Problem set:
(1) Name every medical condition mentioned in the text on clubfoot.
(2) Resume the text on clubfoot after its last sentence.

Quoted passage:

Clubfoot is a structural problem with the foot. In a baby with clubfoot, the foot is twisted out of its normal position. The foot can’t be moved into a normal position.
Clubfoot can affect one or both feet.
If your baby has clubfoot, his foot points downwards and inwards like a golf club. The middle section of your baby’s foot also twists inwards, which makes the foot look short and wide.
There are usually deep creases on the inside of the foot and back of the heel.
Your baby might also have poorly developed calf muscles.
Positional talipes is a condition that’s similar to clubfoot. But with positional talipes, the foot can be gently moved into a normal position. It’s milder than clubfoot and usually fixes itself without treatment.
Diagnosis of clubfoot
If your baby is diagnosed with clubfoot, you’ll see a paediatric orthopaedic surgeon.
Sometimes children with clubfoot also have developmental dysplasia of the hip. When babies are born, midwives and doctors always check their hips carefully. If a midwife or doctor is concerned that your baby has developmental dysplasia of the hip, they’ll refer your baby for a hip ultrasound.
Treatment for clubfoot
Treatment for clubfoot usually begins two weeks after birth. It involves using plaster casts to gradually put the foot back into its correct position. The plaster casts are changed weekly for 6-8 weeks.

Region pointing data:
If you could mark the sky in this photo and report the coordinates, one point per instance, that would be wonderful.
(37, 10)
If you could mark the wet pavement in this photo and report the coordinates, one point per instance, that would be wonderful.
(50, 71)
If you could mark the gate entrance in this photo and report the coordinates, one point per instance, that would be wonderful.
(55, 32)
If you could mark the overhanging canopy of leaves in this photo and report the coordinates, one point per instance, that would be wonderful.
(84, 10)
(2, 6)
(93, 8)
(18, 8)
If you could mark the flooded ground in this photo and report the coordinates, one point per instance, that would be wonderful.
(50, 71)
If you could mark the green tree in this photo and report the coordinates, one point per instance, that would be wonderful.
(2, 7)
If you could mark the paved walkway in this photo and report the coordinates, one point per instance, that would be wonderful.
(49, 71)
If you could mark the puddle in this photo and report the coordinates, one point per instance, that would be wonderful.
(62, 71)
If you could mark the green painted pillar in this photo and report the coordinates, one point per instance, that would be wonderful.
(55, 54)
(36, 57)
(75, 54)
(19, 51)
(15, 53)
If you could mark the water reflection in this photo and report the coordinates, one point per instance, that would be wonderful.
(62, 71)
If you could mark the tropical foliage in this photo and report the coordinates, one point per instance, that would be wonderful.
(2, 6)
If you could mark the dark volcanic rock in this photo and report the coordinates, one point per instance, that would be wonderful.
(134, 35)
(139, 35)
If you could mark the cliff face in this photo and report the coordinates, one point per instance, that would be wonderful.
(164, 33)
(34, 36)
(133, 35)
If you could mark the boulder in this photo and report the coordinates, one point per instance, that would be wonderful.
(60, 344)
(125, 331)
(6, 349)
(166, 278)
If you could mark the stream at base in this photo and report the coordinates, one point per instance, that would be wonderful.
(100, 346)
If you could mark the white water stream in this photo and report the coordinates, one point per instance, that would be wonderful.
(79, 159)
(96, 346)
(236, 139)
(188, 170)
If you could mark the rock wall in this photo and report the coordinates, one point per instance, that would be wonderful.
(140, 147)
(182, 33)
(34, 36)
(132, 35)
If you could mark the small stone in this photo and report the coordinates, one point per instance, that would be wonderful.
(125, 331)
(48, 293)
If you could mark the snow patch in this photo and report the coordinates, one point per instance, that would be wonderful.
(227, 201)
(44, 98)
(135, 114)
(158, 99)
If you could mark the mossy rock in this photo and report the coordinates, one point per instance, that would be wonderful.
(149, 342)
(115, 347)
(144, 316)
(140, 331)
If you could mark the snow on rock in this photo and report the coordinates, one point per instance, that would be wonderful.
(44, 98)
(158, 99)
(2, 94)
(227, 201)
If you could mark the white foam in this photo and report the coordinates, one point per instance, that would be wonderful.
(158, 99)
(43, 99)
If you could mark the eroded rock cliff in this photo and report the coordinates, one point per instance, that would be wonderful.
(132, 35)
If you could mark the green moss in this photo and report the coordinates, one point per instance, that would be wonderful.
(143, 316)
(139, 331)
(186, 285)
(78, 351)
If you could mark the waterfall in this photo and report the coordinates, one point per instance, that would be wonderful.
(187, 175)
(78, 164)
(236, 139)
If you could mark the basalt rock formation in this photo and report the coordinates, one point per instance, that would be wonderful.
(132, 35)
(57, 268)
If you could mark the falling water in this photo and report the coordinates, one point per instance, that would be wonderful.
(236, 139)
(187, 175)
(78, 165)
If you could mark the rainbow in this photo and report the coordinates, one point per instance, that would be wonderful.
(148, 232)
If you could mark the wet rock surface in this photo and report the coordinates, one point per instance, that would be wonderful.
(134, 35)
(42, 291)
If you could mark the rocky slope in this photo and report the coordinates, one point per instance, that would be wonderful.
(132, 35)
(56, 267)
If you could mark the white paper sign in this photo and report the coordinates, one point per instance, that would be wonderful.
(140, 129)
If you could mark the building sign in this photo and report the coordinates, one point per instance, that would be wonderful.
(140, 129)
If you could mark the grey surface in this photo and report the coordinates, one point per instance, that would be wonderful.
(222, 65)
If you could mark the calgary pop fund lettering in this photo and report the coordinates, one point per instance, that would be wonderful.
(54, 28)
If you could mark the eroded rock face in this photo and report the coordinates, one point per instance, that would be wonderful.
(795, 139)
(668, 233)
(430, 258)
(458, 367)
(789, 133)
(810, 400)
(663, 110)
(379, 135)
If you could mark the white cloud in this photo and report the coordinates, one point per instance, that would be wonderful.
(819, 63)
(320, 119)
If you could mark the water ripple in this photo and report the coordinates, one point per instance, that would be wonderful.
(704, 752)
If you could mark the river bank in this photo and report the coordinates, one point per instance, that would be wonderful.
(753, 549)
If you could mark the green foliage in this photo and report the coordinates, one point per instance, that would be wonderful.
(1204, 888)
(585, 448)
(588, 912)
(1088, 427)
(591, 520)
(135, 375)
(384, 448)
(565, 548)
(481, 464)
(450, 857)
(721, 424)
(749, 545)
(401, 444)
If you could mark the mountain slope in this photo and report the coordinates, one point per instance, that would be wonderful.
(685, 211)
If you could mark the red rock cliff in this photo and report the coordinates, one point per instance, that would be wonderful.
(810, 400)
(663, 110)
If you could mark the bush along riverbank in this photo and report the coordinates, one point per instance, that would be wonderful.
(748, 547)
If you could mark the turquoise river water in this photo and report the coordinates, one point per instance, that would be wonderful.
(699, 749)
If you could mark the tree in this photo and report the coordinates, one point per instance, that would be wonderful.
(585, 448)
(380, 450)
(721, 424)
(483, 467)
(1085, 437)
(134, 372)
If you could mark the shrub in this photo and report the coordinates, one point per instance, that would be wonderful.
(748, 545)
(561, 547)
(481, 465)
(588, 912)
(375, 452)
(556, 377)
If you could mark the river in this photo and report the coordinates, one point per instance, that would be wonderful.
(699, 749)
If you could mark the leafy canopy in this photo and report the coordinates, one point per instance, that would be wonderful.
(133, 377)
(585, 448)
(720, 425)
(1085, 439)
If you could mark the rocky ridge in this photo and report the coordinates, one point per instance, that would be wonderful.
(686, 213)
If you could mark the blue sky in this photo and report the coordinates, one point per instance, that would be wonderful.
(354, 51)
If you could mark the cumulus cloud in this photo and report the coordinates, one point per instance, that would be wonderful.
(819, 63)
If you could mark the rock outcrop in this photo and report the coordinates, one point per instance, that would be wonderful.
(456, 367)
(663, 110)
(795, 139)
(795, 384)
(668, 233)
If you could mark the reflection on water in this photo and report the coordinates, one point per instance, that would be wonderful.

Responses per task:
(1) Clubfoot, positional talipes, developmental dysplasia of the hip

(2)
Babies then need to have a procedure to lengthen their Achilles tendons, followed by another plaster cast for 2-3 weeks.
After the plaster cast treatment is finished, babies wear a brace to hold feet in the correct position. This part of the treatment goes on until children are around four years old.
Careful follow-up is essential, because the condition might come back.
With early specialist treatment, most children born with clubfoot will go on to crawl, walk and run at similar ages to other children. They can usually wear normal shoes, lead active lives and take part in sports.
Causes of clubfoot
Clubfoot is a congenital condition. This means it’s present at birth. It happens when a baby’s foot and leg muscles, ligaments and tendons don’t develop properly while the baby is in the womb.
Smoking during pregnancy increases the risk of clubfoot in babies.
Clubfoot happens in approximately 1 in 1000 births. Its medical name is congenital talipes equinovarus.